**Directions for this task**
Turn every line of the entries below into a Markdown table with two columns, Row and Entry Line, giving each line its own numbered row and leaving out blank lines.

**Records to use**
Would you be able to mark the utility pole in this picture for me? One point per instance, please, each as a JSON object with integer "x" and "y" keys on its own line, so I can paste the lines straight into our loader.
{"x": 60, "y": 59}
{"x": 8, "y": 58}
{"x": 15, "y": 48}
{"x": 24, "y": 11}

**Answer to this problem**
| Row | Entry Line |
|---|---|
| 1 | Would you be able to mark the utility pole in this picture for me? One point per instance, please, each as a JSON object with integer "x" and "y" keys on its own line, so I can paste the lines straight into our loader. |
| 2 | {"x": 60, "y": 59} |
| 3 | {"x": 8, "y": 58} |
| 4 | {"x": 15, "y": 48} |
| 5 | {"x": 24, "y": 11} |